• Task requirements:
How many lines in the entries below contain the string "sidewalk"? Treat uppercase and lowercase as different, and reply with the number alone.

• Data records:
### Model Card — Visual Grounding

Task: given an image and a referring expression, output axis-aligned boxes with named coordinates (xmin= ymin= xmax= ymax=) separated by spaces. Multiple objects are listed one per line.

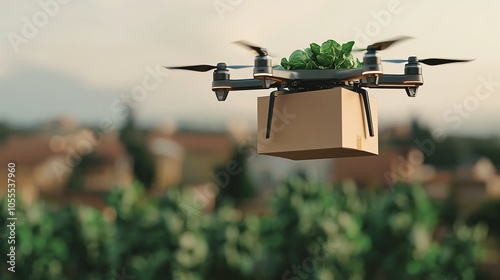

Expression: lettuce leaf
xmin=279 ymin=39 xmax=362 ymax=70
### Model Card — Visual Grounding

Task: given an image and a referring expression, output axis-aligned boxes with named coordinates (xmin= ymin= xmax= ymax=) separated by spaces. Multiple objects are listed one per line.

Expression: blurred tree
xmin=467 ymin=199 xmax=500 ymax=237
xmin=120 ymin=108 xmax=156 ymax=188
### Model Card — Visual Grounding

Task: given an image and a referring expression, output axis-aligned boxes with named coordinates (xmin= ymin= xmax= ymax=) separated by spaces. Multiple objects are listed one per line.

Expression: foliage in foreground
xmin=0 ymin=177 xmax=486 ymax=280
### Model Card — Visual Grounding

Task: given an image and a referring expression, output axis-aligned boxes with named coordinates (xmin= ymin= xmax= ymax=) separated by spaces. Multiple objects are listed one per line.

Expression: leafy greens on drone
xmin=278 ymin=39 xmax=362 ymax=70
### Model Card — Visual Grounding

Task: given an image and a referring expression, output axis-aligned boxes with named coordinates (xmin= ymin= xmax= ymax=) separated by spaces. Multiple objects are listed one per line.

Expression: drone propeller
xmin=233 ymin=41 xmax=269 ymax=56
xmin=382 ymin=58 xmax=473 ymax=66
xmin=353 ymin=36 xmax=413 ymax=52
xmin=164 ymin=64 xmax=253 ymax=72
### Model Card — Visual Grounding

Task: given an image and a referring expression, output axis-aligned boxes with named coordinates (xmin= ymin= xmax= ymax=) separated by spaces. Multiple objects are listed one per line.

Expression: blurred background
xmin=0 ymin=0 xmax=500 ymax=280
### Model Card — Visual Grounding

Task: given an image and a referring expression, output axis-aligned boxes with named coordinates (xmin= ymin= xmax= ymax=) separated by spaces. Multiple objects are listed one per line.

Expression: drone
xmin=165 ymin=36 xmax=472 ymax=138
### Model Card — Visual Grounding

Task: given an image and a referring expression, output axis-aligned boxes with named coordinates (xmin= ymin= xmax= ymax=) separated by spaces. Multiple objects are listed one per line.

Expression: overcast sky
xmin=0 ymin=0 xmax=500 ymax=135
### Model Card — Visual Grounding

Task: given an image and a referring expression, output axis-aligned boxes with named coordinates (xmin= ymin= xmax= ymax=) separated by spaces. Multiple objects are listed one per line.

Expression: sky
xmin=0 ymin=0 xmax=500 ymax=136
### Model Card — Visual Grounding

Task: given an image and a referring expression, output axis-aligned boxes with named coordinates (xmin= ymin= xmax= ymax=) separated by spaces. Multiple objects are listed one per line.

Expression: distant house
xmin=0 ymin=129 xmax=132 ymax=206
xmin=0 ymin=133 xmax=64 ymax=204
xmin=333 ymin=148 xmax=433 ymax=188
xmin=148 ymin=130 xmax=236 ymax=188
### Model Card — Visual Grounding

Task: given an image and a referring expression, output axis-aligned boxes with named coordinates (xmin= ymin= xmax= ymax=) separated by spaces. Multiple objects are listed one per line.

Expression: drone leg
xmin=266 ymin=91 xmax=276 ymax=139
xmin=357 ymin=88 xmax=375 ymax=137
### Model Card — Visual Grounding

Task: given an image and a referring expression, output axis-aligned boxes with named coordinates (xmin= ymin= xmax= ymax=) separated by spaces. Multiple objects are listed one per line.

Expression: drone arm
xmin=212 ymin=79 xmax=272 ymax=91
xmin=360 ymin=74 xmax=424 ymax=88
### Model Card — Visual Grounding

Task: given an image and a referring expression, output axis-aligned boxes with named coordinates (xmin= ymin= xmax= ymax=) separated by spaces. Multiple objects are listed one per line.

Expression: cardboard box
xmin=257 ymin=88 xmax=378 ymax=160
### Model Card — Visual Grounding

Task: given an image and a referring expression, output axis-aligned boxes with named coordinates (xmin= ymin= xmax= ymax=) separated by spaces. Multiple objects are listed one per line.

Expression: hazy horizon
xmin=0 ymin=0 xmax=500 ymax=136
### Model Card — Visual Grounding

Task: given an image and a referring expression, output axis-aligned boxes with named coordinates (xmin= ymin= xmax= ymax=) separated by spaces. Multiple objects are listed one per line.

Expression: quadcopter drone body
xmin=167 ymin=37 xmax=470 ymax=138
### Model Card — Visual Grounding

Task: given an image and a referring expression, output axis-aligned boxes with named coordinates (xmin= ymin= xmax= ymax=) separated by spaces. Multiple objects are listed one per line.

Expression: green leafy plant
xmin=278 ymin=39 xmax=362 ymax=70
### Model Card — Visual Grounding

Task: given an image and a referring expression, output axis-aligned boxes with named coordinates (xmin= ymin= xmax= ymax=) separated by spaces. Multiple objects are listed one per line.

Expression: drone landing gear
xmin=354 ymin=86 xmax=375 ymax=137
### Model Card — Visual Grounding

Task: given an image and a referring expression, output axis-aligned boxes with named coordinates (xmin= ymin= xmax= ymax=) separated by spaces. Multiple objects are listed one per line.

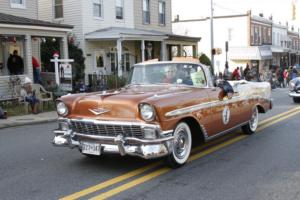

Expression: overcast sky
xmin=172 ymin=0 xmax=300 ymax=30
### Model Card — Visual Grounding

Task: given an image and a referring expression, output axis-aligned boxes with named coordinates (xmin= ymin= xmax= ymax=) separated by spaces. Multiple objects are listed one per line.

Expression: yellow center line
xmin=92 ymin=167 xmax=172 ymax=200
xmin=92 ymin=108 xmax=300 ymax=200
xmin=61 ymin=162 xmax=162 ymax=200
xmin=61 ymin=107 xmax=300 ymax=200
xmin=257 ymin=110 xmax=300 ymax=131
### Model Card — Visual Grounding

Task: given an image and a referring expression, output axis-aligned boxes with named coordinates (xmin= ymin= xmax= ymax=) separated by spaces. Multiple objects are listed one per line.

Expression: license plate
xmin=81 ymin=142 xmax=101 ymax=155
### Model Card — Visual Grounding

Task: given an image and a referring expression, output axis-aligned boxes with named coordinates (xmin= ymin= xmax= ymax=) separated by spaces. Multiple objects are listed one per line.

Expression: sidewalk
xmin=0 ymin=111 xmax=57 ymax=129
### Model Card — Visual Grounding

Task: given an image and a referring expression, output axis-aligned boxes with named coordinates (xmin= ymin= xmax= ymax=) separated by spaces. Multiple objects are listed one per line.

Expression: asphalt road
xmin=0 ymin=89 xmax=300 ymax=200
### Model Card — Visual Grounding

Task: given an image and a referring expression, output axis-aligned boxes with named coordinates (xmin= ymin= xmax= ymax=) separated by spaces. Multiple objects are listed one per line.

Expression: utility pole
xmin=210 ymin=0 xmax=215 ymax=73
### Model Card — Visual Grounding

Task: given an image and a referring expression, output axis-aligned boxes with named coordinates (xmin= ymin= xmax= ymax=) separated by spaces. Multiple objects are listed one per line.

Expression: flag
xmin=292 ymin=0 xmax=296 ymax=20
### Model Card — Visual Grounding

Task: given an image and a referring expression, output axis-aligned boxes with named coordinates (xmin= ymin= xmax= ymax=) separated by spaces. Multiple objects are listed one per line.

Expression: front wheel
xmin=242 ymin=107 xmax=258 ymax=135
xmin=293 ymin=97 xmax=300 ymax=103
xmin=167 ymin=122 xmax=192 ymax=168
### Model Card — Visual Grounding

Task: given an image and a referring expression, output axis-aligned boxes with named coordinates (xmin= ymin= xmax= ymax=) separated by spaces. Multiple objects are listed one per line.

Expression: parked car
xmin=289 ymin=77 xmax=300 ymax=103
xmin=53 ymin=61 xmax=272 ymax=167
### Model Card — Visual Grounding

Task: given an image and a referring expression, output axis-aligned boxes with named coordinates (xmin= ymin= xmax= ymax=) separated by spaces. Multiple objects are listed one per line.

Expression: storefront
xmin=0 ymin=13 xmax=72 ymax=98
xmin=228 ymin=46 xmax=273 ymax=80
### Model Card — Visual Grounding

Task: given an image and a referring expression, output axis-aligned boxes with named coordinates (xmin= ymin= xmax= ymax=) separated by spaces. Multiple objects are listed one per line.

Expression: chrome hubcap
xmin=250 ymin=108 xmax=258 ymax=131
xmin=174 ymin=128 xmax=189 ymax=159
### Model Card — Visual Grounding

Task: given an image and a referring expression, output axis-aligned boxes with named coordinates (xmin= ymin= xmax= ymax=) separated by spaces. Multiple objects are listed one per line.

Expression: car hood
xmin=60 ymin=85 xmax=198 ymax=120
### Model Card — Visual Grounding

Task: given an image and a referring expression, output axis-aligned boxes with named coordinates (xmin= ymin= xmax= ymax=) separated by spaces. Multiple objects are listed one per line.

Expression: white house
xmin=38 ymin=0 xmax=200 ymax=81
xmin=0 ymin=0 xmax=72 ymax=97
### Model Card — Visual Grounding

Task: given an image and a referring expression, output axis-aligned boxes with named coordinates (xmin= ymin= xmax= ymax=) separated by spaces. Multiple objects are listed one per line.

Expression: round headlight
xmin=56 ymin=102 xmax=68 ymax=116
xmin=289 ymin=81 xmax=296 ymax=91
xmin=140 ymin=103 xmax=155 ymax=121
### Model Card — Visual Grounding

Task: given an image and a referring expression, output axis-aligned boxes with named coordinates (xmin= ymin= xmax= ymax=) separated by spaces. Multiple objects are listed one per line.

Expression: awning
xmin=228 ymin=46 xmax=272 ymax=60
xmin=271 ymin=46 xmax=289 ymax=53
xmin=85 ymin=27 xmax=168 ymax=41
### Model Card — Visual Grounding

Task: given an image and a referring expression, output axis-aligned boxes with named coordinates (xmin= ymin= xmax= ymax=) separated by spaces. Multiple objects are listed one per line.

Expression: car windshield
xmin=129 ymin=63 xmax=207 ymax=87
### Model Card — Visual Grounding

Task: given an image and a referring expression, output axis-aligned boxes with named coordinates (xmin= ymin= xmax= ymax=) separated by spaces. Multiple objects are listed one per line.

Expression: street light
xmin=210 ymin=0 xmax=215 ymax=73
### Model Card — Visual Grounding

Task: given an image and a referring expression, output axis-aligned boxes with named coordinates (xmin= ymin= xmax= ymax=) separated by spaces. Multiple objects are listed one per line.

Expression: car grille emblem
xmin=89 ymin=108 xmax=110 ymax=115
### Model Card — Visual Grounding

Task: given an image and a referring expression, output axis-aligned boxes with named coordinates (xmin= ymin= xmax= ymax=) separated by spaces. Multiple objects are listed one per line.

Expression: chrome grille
xmin=70 ymin=121 xmax=143 ymax=139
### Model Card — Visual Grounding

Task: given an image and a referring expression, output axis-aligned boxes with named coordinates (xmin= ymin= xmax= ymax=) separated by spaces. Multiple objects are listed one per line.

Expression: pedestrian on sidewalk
xmin=0 ymin=107 xmax=7 ymax=119
xmin=231 ymin=67 xmax=241 ymax=80
xmin=21 ymin=77 xmax=40 ymax=114
xmin=283 ymin=68 xmax=289 ymax=87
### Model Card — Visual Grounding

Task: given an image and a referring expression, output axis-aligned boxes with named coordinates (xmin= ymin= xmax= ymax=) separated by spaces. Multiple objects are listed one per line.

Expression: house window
xmin=143 ymin=0 xmax=150 ymax=24
xmin=116 ymin=0 xmax=123 ymax=19
xmin=158 ymin=1 xmax=166 ymax=25
xmin=93 ymin=0 xmax=103 ymax=18
xmin=10 ymin=0 xmax=26 ymax=9
xmin=54 ymin=0 xmax=64 ymax=19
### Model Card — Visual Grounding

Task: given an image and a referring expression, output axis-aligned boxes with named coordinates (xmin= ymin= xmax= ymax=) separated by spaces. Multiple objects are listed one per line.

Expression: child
xmin=21 ymin=77 xmax=39 ymax=114
xmin=0 ymin=107 xmax=7 ymax=119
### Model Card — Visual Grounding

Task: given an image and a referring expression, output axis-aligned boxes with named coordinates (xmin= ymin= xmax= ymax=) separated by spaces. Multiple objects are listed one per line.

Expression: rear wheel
xmin=242 ymin=107 xmax=258 ymax=135
xmin=167 ymin=122 xmax=192 ymax=168
xmin=293 ymin=97 xmax=300 ymax=103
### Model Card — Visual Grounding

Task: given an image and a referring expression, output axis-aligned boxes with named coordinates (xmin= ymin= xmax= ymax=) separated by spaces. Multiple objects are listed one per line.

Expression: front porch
xmin=0 ymin=13 xmax=72 ymax=98
xmin=84 ymin=28 xmax=200 ymax=80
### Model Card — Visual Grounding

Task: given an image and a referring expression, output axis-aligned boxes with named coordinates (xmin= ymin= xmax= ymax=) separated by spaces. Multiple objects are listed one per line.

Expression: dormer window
xmin=54 ymin=0 xmax=64 ymax=19
xmin=93 ymin=0 xmax=103 ymax=18
xmin=116 ymin=0 xmax=124 ymax=20
xmin=10 ymin=0 xmax=26 ymax=9
xmin=158 ymin=1 xmax=166 ymax=25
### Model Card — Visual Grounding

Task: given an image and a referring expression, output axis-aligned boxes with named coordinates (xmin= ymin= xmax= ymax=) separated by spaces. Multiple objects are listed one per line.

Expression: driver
xmin=163 ymin=65 xmax=177 ymax=83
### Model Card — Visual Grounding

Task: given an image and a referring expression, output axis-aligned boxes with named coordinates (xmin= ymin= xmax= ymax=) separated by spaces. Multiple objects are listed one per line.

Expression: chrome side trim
xmin=165 ymin=95 xmax=270 ymax=117
xmin=205 ymin=121 xmax=249 ymax=141
xmin=289 ymin=92 xmax=300 ymax=97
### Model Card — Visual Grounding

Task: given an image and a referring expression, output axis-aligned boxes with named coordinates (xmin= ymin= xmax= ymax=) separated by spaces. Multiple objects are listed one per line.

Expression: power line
xmin=214 ymin=3 xmax=244 ymax=15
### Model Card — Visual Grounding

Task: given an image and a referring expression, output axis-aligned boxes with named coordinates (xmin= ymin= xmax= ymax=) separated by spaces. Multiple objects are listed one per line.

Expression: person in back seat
xmin=20 ymin=77 xmax=40 ymax=114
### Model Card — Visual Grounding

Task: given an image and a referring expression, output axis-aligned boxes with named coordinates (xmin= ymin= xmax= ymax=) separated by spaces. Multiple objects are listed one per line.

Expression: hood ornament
xmin=89 ymin=108 xmax=110 ymax=115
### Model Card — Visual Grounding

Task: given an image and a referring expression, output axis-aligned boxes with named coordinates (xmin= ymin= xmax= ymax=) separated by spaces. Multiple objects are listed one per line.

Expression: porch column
xmin=177 ymin=44 xmax=183 ymax=57
xmin=160 ymin=41 xmax=166 ymax=61
xmin=24 ymin=34 xmax=33 ymax=80
xmin=193 ymin=45 xmax=198 ymax=58
xmin=141 ymin=40 xmax=145 ymax=62
xmin=60 ymin=36 xmax=69 ymax=59
xmin=117 ymin=39 xmax=122 ymax=77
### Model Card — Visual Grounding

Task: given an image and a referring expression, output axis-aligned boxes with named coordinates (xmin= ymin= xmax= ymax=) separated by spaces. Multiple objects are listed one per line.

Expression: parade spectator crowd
xmin=219 ymin=63 xmax=299 ymax=88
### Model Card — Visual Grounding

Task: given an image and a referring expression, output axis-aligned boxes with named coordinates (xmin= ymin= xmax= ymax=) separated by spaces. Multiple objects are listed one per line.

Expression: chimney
xmin=269 ymin=15 xmax=273 ymax=21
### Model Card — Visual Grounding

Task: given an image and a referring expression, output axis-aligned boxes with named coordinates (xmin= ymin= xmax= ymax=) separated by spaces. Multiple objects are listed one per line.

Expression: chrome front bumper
xmin=289 ymin=91 xmax=300 ymax=97
xmin=52 ymin=119 xmax=174 ymax=159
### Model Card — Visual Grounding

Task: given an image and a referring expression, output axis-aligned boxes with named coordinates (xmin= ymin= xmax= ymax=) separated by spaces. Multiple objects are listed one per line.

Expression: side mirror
xmin=218 ymin=81 xmax=234 ymax=100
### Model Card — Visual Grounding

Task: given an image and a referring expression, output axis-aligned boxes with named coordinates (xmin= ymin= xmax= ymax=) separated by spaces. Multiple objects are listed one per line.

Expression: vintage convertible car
xmin=289 ymin=77 xmax=300 ymax=103
xmin=53 ymin=61 xmax=272 ymax=167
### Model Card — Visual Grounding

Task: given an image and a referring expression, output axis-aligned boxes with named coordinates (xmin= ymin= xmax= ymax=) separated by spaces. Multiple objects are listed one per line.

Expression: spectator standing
xmin=244 ymin=63 xmax=251 ymax=81
xmin=7 ymin=50 xmax=24 ymax=75
xmin=32 ymin=56 xmax=42 ymax=84
xmin=291 ymin=66 xmax=298 ymax=80
xmin=20 ymin=77 xmax=39 ymax=114
xmin=232 ymin=67 xmax=240 ymax=80
xmin=239 ymin=66 xmax=245 ymax=79
xmin=283 ymin=68 xmax=289 ymax=87
xmin=277 ymin=67 xmax=284 ymax=87
xmin=223 ymin=64 xmax=230 ymax=80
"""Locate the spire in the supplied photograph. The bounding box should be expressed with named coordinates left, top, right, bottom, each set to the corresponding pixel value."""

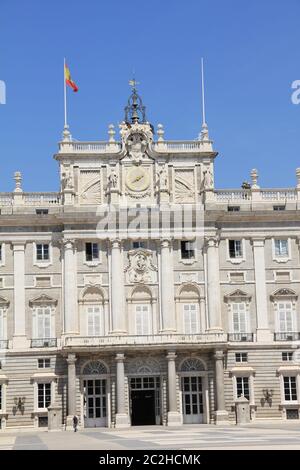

left=198, top=57, right=209, bottom=141
left=124, top=78, right=146, bottom=124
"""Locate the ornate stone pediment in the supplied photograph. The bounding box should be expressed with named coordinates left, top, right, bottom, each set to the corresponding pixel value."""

left=270, top=288, right=298, bottom=301
left=125, top=249, right=157, bottom=284
left=29, top=294, right=57, bottom=307
left=224, top=289, right=251, bottom=302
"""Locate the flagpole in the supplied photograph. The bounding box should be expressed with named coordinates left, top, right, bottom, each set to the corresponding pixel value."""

left=64, top=58, right=68, bottom=128
left=201, top=57, right=206, bottom=124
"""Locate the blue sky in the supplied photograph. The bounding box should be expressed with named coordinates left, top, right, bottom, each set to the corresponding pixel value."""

left=0, top=0, right=300, bottom=191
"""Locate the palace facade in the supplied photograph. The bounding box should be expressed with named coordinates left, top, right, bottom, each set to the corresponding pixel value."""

left=0, top=87, right=300, bottom=429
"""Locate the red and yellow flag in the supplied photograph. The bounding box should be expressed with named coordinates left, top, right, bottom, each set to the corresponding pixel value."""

left=65, top=64, right=78, bottom=91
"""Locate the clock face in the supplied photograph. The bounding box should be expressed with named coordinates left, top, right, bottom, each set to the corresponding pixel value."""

left=126, top=167, right=150, bottom=191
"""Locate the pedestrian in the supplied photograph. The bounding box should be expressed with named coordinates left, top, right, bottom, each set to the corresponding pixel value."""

left=73, top=416, right=78, bottom=432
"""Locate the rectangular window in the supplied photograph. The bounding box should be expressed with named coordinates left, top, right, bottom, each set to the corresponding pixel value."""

left=36, top=307, right=51, bottom=338
left=38, top=383, right=51, bottom=409
left=132, top=240, right=147, bottom=250
left=236, top=377, right=250, bottom=400
left=85, top=242, right=99, bottom=261
left=38, top=358, right=50, bottom=369
left=229, top=240, right=243, bottom=258
left=36, top=243, right=49, bottom=261
left=278, top=302, right=293, bottom=333
left=180, top=240, right=195, bottom=259
left=283, top=376, right=297, bottom=401
left=232, top=302, right=247, bottom=333
left=274, top=240, right=289, bottom=257
left=183, top=304, right=198, bottom=335
left=282, top=352, right=293, bottom=362
left=87, top=305, right=101, bottom=336
left=135, top=305, right=150, bottom=335
left=235, top=353, right=248, bottom=362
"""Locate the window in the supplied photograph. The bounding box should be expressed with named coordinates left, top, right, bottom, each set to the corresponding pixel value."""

left=282, top=352, right=293, bottom=362
left=183, top=304, right=198, bottom=335
left=232, top=302, right=247, bottom=333
left=36, top=307, right=51, bottom=338
left=38, top=383, right=51, bottom=409
left=278, top=302, right=293, bottom=332
left=283, top=376, right=297, bottom=401
left=236, top=377, right=250, bottom=400
left=180, top=240, right=195, bottom=259
left=35, top=209, right=49, bottom=215
left=38, top=358, right=50, bottom=369
left=274, top=240, right=289, bottom=257
left=87, top=306, right=101, bottom=336
left=235, top=353, right=248, bottom=362
left=132, top=240, right=147, bottom=250
left=135, top=305, right=150, bottom=335
left=229, top=240, right=243, bottom=258
left=85, top=242, right=99, bottom=261
left=36, top=243, right=49, bottom=261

• Finished task:
2